● **Document passage**:
****************
2

I'm facing some trouble trying to run mesos-dns dockerized on a mesos cluster.

I've setup 2 virtual machines with ubuntu trusty on a windows 8.1 host. My VMs are called docker-vm and docker-sl-vm; where the first one runs mesos-master and the 2nd one runs mesos-slave.

The VMs have 2 network cards; one running NAT for accesing internet through the host and the other one is a Host-only adapter for internal communication.

The IPs for the VMs are:

  • 192.168.56.101 for docker-vm
  • 192.168.56.102 for docker-sl-vm

The MESOS cluster is running Okay.

I am trying to follow this tutorial. So, I am running mesos-dns with the following marathon description:

{
    "args": [
        "/mesos-dns",
        "-config=/config.json"
    ],
    "container": {
        "docker": {
            "image": "mesosphere/mesos-dns",
            "network": "HOST"
        },
        "type": "DOCKER",
        "volumes": [
            {
                "containerPath": "/config.json",
                "hostPath": "/usr/local/mesos-dns/config.json",
                "mode": "RO"
            }
        ]
    },
    "cpus": 0.5,
    "mem": 256,
    "id": "mesos-dns",
    "instances": 1,
    "constraints": [["hostname", "CLUSTER", "docker-sl-vm"]]
}

and this config.json:

{
    "zk": "zk://192.168.56.101:2181/mesos",
    "refreshSeconds": 60,
    "ttl": 60,
    "domain": "mesos",
    "port": 53,
    "resolvers": ["8.8.8.8"],
    "timeout": 5,
    "email": "root.mesos-dns.mesos"
}

I am also running a test proposal application called peek with the following description:

{
  "id": "peek",
  "cmd": "env >env.txt && python3 -m http.server 8080",
  "cpus": 0.5,
  "mem": 32.0,
  "container": {
    "type": "DOCKER",
    "docker": {
      "image": "python:3",
      "network": "BRIDGE",
      "portMappings": [
        { "containerPort": 8080, "hostPort": 0 }
      ]
    }
  }
}

PROBLEM

Into the tutorial, a dig command such as dig _peek._tcp.marathon.mesos SRV got the following answer:

; <<>> DiG 9.9.5-3ubuntu0.5-Ubuntu <<>> _peek._tcp.marathon.mesos SRV
;; global options: +cmd
;; Got answer:
;; ->>HEADER<<- opcode: QUERY, status: NOERROR, id: 57329
;; flags: qr aa rd ra; QUERY: 1, ANSWER: 1, AUTHORITY: 0, ADDITIONAL: 1

;; QUESTION SECTION:
;_peek._tcp.marathon.mesos. IN  SRV

;; ANSWER SECTION:
_peek._tcp.marathon.mesos. 60   IN  SRV 0 0 31000 peek-27346-s0.marathon.mesos.
****************
Pointing rows
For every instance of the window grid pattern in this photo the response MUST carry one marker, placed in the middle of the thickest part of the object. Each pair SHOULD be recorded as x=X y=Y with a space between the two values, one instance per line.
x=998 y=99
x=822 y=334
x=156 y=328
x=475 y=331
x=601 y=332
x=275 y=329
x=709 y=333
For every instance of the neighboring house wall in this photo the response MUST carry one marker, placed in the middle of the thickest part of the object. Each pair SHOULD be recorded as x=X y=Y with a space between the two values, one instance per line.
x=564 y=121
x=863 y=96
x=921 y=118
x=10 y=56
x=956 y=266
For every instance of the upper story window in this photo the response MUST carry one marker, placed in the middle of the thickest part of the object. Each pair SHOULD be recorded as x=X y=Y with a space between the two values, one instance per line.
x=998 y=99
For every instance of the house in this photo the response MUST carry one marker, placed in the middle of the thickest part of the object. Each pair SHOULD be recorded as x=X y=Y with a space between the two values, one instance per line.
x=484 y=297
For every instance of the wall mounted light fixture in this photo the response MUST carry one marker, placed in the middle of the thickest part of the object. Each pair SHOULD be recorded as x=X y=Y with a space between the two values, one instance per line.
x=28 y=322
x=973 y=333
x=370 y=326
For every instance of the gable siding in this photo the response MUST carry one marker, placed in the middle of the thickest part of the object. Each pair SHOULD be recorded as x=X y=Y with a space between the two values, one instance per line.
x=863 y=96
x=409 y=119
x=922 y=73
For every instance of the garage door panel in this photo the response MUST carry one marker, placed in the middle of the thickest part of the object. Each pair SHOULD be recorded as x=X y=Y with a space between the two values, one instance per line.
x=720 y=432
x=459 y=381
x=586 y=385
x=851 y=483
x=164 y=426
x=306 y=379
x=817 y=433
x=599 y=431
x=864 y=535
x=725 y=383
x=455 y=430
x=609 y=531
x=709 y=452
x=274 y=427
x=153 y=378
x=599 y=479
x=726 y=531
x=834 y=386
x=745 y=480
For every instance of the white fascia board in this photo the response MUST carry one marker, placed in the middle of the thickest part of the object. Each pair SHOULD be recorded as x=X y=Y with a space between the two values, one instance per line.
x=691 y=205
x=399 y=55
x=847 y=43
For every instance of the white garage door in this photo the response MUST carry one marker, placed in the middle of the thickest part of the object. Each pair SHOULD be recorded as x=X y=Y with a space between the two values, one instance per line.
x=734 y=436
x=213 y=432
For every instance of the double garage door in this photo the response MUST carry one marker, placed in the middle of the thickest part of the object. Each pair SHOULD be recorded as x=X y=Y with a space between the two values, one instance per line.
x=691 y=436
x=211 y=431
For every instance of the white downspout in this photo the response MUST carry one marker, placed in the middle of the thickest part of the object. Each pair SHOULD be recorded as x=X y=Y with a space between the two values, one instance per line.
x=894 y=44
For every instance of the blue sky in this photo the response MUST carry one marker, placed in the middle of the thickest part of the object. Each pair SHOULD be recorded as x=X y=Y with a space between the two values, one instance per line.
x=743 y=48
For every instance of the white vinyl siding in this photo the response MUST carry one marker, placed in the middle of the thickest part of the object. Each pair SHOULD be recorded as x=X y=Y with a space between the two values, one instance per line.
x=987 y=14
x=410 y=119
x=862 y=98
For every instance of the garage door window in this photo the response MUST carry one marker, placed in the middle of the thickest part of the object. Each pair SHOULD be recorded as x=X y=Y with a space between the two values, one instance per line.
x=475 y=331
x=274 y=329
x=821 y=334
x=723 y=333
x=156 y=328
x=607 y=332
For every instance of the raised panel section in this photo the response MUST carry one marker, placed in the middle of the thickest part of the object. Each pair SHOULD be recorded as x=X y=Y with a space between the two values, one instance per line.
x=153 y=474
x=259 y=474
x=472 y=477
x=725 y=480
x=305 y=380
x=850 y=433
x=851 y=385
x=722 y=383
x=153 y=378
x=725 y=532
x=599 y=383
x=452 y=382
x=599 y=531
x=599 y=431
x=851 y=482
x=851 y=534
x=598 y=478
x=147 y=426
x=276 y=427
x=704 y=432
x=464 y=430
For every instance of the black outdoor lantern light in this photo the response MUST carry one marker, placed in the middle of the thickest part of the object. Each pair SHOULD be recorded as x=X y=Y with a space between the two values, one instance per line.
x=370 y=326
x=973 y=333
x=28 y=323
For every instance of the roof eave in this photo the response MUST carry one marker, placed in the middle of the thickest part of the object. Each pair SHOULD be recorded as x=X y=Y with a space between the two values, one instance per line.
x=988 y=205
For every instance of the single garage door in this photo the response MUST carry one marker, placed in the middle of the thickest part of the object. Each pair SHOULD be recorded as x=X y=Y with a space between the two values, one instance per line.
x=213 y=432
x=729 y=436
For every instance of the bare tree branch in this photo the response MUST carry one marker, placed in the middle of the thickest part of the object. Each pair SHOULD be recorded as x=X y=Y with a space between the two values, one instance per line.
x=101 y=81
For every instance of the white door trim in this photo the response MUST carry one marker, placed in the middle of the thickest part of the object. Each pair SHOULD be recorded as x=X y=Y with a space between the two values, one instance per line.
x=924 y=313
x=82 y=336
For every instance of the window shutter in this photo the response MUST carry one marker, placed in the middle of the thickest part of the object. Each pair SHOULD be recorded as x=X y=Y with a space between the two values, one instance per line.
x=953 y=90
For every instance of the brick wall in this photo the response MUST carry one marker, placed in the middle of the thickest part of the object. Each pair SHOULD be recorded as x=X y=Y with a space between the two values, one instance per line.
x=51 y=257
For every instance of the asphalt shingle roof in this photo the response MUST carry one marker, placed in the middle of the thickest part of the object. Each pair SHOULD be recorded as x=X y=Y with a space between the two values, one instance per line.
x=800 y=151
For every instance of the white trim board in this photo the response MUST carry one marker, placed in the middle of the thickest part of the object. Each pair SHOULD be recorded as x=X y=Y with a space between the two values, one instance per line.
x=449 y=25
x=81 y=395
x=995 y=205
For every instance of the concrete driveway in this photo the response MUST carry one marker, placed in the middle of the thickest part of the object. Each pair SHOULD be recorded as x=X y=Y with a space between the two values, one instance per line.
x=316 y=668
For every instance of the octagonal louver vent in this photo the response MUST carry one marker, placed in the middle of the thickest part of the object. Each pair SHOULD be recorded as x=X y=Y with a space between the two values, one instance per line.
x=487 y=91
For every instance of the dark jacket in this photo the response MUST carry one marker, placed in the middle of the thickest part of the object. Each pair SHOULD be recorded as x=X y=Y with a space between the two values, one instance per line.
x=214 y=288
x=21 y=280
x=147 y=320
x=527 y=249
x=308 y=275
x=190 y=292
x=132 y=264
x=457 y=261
****************
Please copy the mesos-dns post word for word from "I'm facing some" to "is running Okay.".

● **Output below**:
I'm facing some trouble trying to run mesos-dns dockerized on a mesos cluster.

I've setup 2 virtual machines with ubuntu trusty on a windows 8.1 host. My VMs are called docker-vm and docker-sl-vm; where the first one runs mesos-master and the 2nd one runs mesos-slave.

The VMs have 2 network cards; one running NAT for accesing internet through the host and the other one is a Host-only adapter for internal communication.

The IPs for the VMs are:

  • 192.168.56.101 for docker-vm
  • 192.168.56.102 for docker-sl-vm

The MESOS cluster is running Okay.